Scam and Hoaxes
Some fraudulent attempts to get money from people have been operating for years using standard postal services. They have now become even more commonly sent as emails. Most frequently seen is the Nigerian Scam and its offshoots, a growing problem is the "Bank detail confirmation" scam. These are well known to the authorities who are not interested in every individual mail message received so please don't report these. But do be careful!
Hoaxes are warnings of non-existent viruses, but they can still be disruptive as they persuade people to forward the messages to many others, or sometimes to delete files from their computers. They may also increase the distress and distrust in users.
There is a useful list of real and hoax viruses on the Snopes website. Alternatively, try one of the sites of those who provide antiviral software, and full databases of known viruses and hoaxes. USP uses McAfee. But users should be aware that there is always a delay between new viruses appearing and information appearing on these pages, so any unusual email should be treated with suspicion.
USP Phishing Scams
USP has been receiving a large number of scam emails, claiming to come from USP IT departments, requesting that users confirm their email addresses by replying to the emails with their email usernames and passwords. These emails are known as 'phishing' scams, and originate from spammers outside of the University. These emails are fake, and should be ignored. Replying to any of these emails may result in your account being hijacked by spammers, to send more spam emails out. USP will never ask you to send your password in an unsolicited email.

| EXERCISE REQUIREMENTS |
(A) Summarize the text on email scams and hoaxes in two sentences.
(B) Carry the text on email scams and hoaxes further, beginning after its final sentence.
The lines that come after this text have no connection to it.

| EXCERPTED DATA |
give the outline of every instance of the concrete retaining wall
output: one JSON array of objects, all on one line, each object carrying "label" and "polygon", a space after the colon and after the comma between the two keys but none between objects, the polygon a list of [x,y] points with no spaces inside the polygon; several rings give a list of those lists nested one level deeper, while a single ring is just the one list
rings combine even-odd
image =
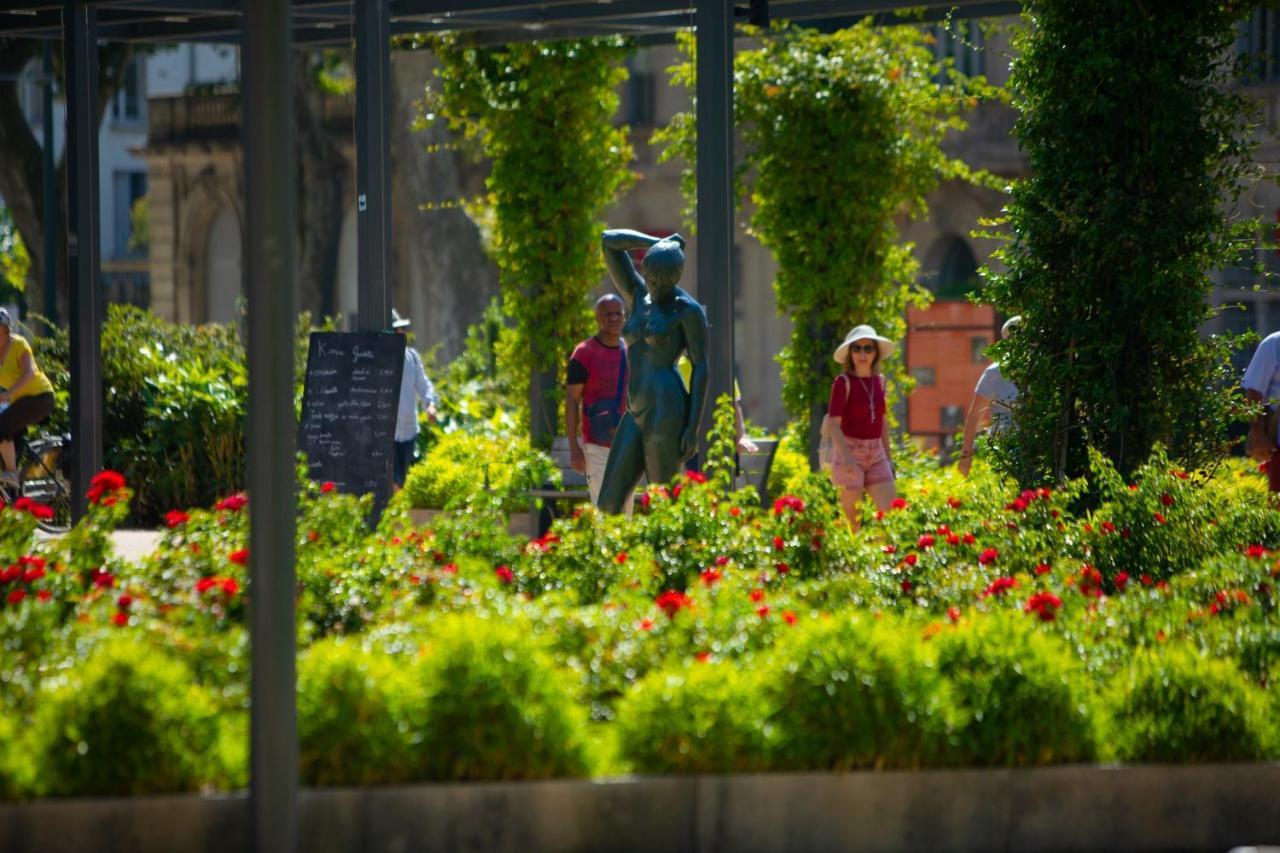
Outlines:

| RESPONSES TO THE TASKS |
(A) Long-running fraud schemes such as the Nigerian Scam now arrive mostly by email, and hoaxes warn of non-existent viruses, so unusual messages should be treated with suspicion and checked against resources like the Snopes website or antivirus vendors' databases. USP has also received many phishing emails pretending to come from its IT departments and asking for usernames and passwords; these are fake and should be ignored, because USP will never ask for a password in an unsolicited email.

(B)
An example of one of the phishing scams is:
Subject: UPGRADE YOUR usp.ac.fj EMAIL ACCONT NOW!
From: University of the South Pacific Email Service <firstname.lastname@example.org>
Text of message:
Dear Valued Customer,
This message is from usp.ac.fj messaging center to all usp.ac.fj email
account owners. We are currently upgrading our data base and e-mail account
center. We are deleting all usp.ac.fj email account to create more space
for new accounts.
To prevent your account from closing you will have to update it below
so that we will know that it's an existing and presently used account.
CONFIRM YOUR EMAIL IDENTITY BELOW:
Your Name :
Email Username :
Email Password :
Warning!!! Any Account owner that refuses to update his/her email
account within Seven days of receiving this warning will lose his/her
Once again sorry for the inconveniencies but is for your own protection.
Thank you for using usp.ac.fj!
WEB TEAM LEADER
Note the faked 'From' address to make it look legitimate, and the non-USP 'reply-to' address to which any replies are actually sent. This is a common theme across all the phishing scams, although the actual addresses and message body are different across the different phishing scams.
If you do receive one of these scam emails and are unsure of its authenticity, please contact the IT Helpdesk. Please do not reply to the phishing emails, even to ask if they are authentic, as this confirms your email address to the spammers as being an active address, possibly resulting in an increase in spam sent to your account. If you have replied to one of these messages, please change your account password as soon as possible, to prevent your account becoming compromised.
There has been a rapid growth in "people asking you to send them money, in order that they can get more money out of their country" emails (originally the country involved was Nigeria). This is basically a scam to get you to send them money, you won't receive anything back. These messages are so common that it is best to just delete and ignore.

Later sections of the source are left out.